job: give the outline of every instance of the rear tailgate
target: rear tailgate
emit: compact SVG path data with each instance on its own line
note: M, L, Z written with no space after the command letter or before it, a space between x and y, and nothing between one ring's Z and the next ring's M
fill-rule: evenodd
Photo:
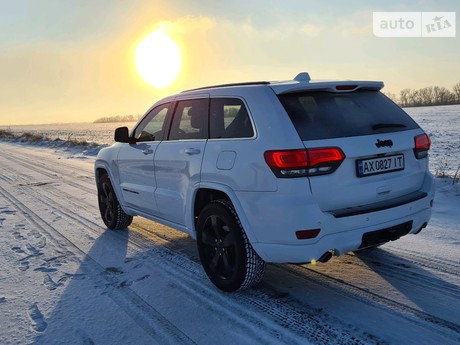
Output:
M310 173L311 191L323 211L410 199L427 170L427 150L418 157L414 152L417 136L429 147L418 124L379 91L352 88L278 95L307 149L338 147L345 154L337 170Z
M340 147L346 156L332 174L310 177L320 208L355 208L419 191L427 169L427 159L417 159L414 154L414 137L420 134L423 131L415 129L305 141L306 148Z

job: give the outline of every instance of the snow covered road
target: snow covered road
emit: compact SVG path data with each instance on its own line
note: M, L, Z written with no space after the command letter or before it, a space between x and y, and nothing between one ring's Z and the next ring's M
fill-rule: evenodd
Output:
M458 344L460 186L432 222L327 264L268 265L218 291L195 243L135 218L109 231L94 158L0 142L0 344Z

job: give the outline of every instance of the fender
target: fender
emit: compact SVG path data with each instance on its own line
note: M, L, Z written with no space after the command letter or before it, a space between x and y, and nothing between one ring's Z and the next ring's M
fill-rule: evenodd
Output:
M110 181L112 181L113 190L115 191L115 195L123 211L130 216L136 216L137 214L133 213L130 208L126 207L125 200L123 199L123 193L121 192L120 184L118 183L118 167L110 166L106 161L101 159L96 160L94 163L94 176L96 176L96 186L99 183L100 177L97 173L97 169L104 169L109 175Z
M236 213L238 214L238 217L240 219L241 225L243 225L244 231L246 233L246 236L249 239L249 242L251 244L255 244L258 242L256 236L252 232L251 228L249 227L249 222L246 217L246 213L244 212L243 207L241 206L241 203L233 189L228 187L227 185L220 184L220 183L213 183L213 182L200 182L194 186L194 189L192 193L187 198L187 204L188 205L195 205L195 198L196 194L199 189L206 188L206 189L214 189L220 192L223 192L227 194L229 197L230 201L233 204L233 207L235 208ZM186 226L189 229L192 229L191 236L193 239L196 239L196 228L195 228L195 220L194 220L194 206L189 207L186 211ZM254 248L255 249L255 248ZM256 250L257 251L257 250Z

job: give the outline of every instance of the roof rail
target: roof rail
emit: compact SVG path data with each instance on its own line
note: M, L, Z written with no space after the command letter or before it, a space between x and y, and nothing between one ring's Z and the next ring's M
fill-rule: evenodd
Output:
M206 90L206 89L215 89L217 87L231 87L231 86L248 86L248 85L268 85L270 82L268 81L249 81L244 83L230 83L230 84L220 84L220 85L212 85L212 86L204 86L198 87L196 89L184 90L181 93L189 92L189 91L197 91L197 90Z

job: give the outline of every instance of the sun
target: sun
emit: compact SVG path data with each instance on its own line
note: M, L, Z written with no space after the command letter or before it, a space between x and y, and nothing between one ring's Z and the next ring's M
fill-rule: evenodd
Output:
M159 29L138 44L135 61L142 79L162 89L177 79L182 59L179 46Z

ACTION ITEM =
Give the entries again without a single change, but with no pictures.

SOLUTION FOR THIS TASK =
job: give the outline of every instance of the rear tailgate
target: rear tailgate
emit: compact SVG path data with each instance on its own line
note: M, L, Z written with no space after the command letter or before it, a space between x and y, and nothing between one ring's Z and the next ring's M
fill-rule: evenodd
Photo:
Output:
M310 173L311 191L323 211L410 199L427 170L427 150L418 157L414 152L417 136L429 147L418 124L379 91L352 88L278 95L307 149L338 147L345 154L337 170Z
M340 147L346 156L332 174L310 177L320 208L355 208L419 191L427 169L427 159L417 159L414 154L414 137L420 134L423 131L415 129L305 141L306 148Z

job: give the outline of every instance of the snow covered road
target: snow covered road
emit: compact SVG path data with each instance on its own line
note: M, L, Z written with no space after the command letter or before it, a space between x and y, and nothing between one ring's Z and the next ring's M
fill-rule: evenodd
Output:
M458 344L460 186L432 222L327 264L268 265L218 291L195 243L135 218L109 231L94 158L0 142L0 344Z

job: give the outline of every instance of the fender
target: fender
emit: compact SVG path data with each instance on its own line
note: M, L, Z written with no space after the command letter or before it, a space between x and y, and nothing between one ring's Z and the next ring's M
fill-rule: evenodd
Output:
M110 181L112 181L113 190L115 191L115 195L123 211L130 216L136 216L137 214L133 213L130 208L126 207L125 200L123 199L123 193L121 192L120 184L118 183L118 167L110 166L106 161L101 159L96 160L94 163L94 176L96 176L96 186L99 183L100 177L97 173L97 169L104 169L109 175Z
M236 213L238 214L238 217L240 219L241 225L243 225L244 231L246 233L246 236L249 239L249 242L251 244L255 244L258 242L256 236L252 232L251 228L249 227L249 222L246 217L246 213L244 212L243 207L241 206L241 203L233 189L228 187L227 185L220 184L220 183L213 183L213 182L200 182L194 186L194 189L192 193L187 198L187 204L188 205L195 205L195 198L196 194L199 189L206 188L206 189L214 189L220 192L223 192L227 194L229 197L230 201L233 204L233 207L235 208ZM186 226L189 229L192 229L191 236L193 239L196 239L196 228L195 228L195 220L194 220L194 206L189 207L186 211ZM254 248L255 249L255 248ZM256 250L257 251L257 250Z

job: give the outline of every instance of the roof rail
target: roof rail
emit: compact SVG path data with each instance on its own line
note: M, L, Z written with no space after the command letter or before it, a space between x and y, and nothing between one ring's Z and the next ring's M
fill-rule: evenodd
Output:
M206 90L206 89L215 89L217 87L231 87L231 86L248 86L248 85L268 85L270 82L268 81L249 81L244 83L230 83L230 84L220 84L220 85L212 85L212 86L204 86L198 87L196 89L184 90L181 93L189 92L189 91L197 91L197 90Z

job: give the outline of every instance of the sun
target: sun
emit: compact SVG path data with each instance on its own line
note: M, L, Z written with no space after the command letter or before it, a space between x and y, and nothing between one ring's Z and the next ring's M
fill-rule: evenodd
Output:
M159 29L138 44L135 61L142 79L162 89L177 79L182 59L179 46Z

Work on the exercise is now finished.